This will match the regex pattern to urn of the dataset and assign the respective domain urns given in the array.
The config, which we’d append to our ingestion recipe YAML, would look like this:
Here we can set domain list to either urn (i.e. urn:li:domain:hr) or simple domain name (i.e. hr)
in both of the cases domain should be provisioned on DataHub GMS
## Relationship Between replace_existing and semantics
The transformer behaviour mentioned here is in context of `simple_add_dataset_ownership`, however it is applicable for all dataset transformers which are supporting `replace_existing`
and `semantics` configuration attributes, for example `simple_add_dataset_tags` will add or remove tags as per behaviour mentioned in this section.
`replace_existing` controls whether to remove owners from currently executing ingestion pipeline.
`semantics` controls whether to overwrite or patch owners present on DataHub GMS server. These owners might be added from DataHub Portal.
if `replace_existing` is set to `true` and `semantics` is set to `OVERWRITE` then transformer takes below steps
1. As `replace_existing` is set to `true`, remove the owners from input entity (i.e. dataset)
2. Add owners mentioned in ingestion recipe to input entity
3. As `semantics` is set to `OVERWRITE` no need to fetch owners present on DataHub GMS server for the input entity
4. Return input entity
if `replace_existing` is set to `true` and `semantics` is set to `PATCH` then transformer takes below steps
1.`replace_existing` is set to `true`, first remove the owners from input entity (i.e. dataset)

▶ **Supplied information**:
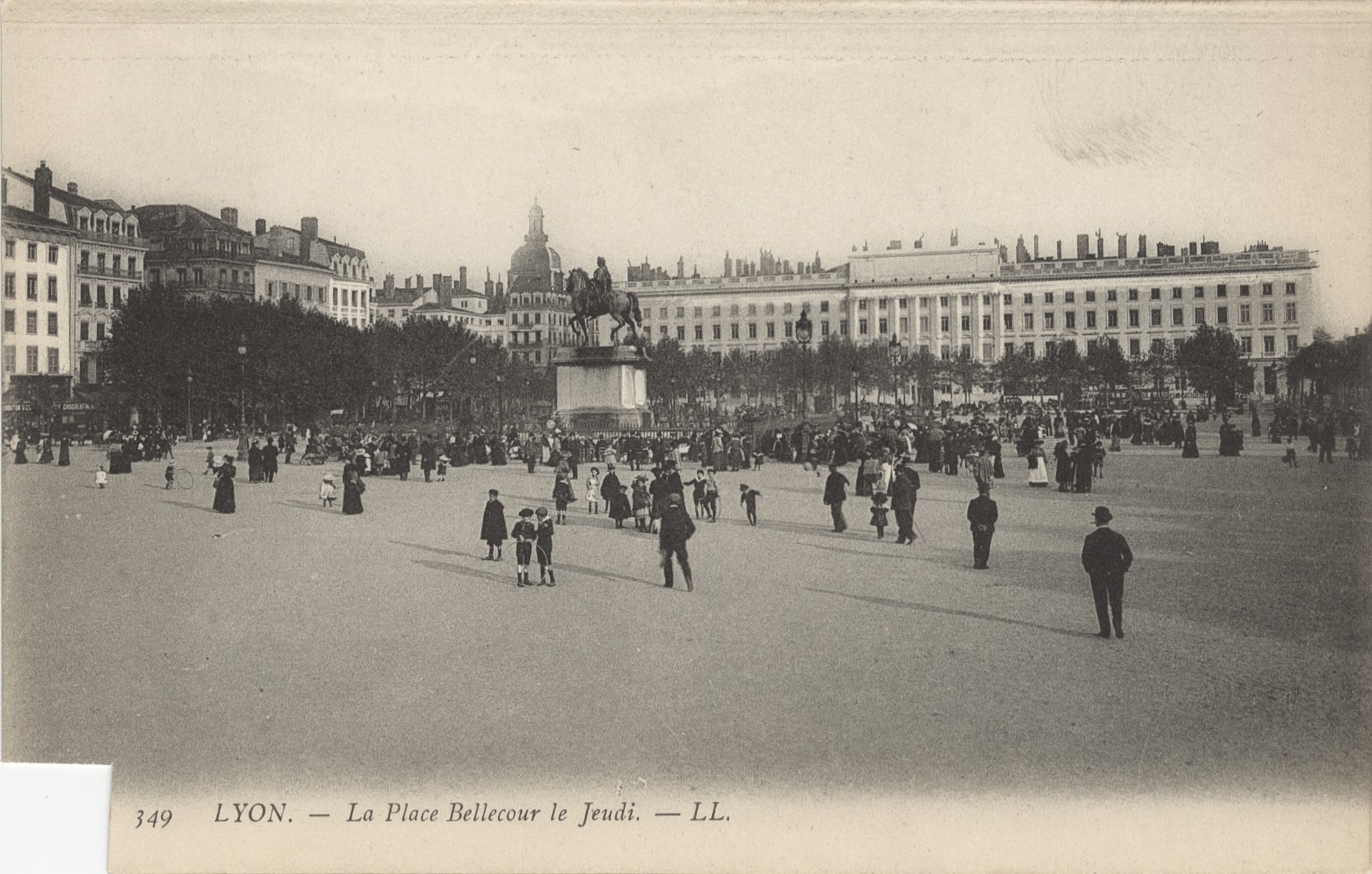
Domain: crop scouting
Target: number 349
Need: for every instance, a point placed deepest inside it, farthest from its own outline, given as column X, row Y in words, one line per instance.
column 154, row 818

▶ **Required task**: Please copy the DataHub transformer passage above, on domains and on how replace_existing relates to semantics, in full and word for word.

▶ **Correct result**:
This will match the regex pattern to urn of the dataset and assign the respective domain urns given in the array.
The config, which we’d append to our ingestion recipe YAML, would look like this:
Here we can set domain list to either urn (i.e. urn:li:domain:hr) or simple domain name (i.e. hr)
in both of the cases domain should be provisioned on DataHub GMS
## Relationship Between replace_existing and semantics
The transformer behaviour mentioned here is in context of `simple_add_dataset_ownership`, however it is applicable for all dataset transformers which are supporting `replace_existing`
and `semantics` configuration attributes, for example `simple_add_dataset_tags` will add or remove tags as per behaviour mentioned in this section.
`replace_existing` controls whether to remove owners from currently executing ingestion pipeline.
`semantics` controls whether to overwrite or patch owners present on DataHub GMS server. These owners might be added from DataHub Portal.
if `replace_existing` is set to `true` and `semantics` is set to `OVERWRITE` then transformer takes below steps
1. As `replace_existing` is set to `true`, remove the owners from input entity (i.e. dataset)
2. Add owners mentioned in ingestion recipe to input entity
3. As `semantics` is set to `OVERWRITE` no need to fetch owners present on DataHub GMS server for the input entity
4. Return input entity
if `replace_existing` is set to `true` and `semantics` is set to `PATCH` then transformer takes below steps
1.`replace_existing` is set to `true`, first remove the owners from input entity (i.e. dataset)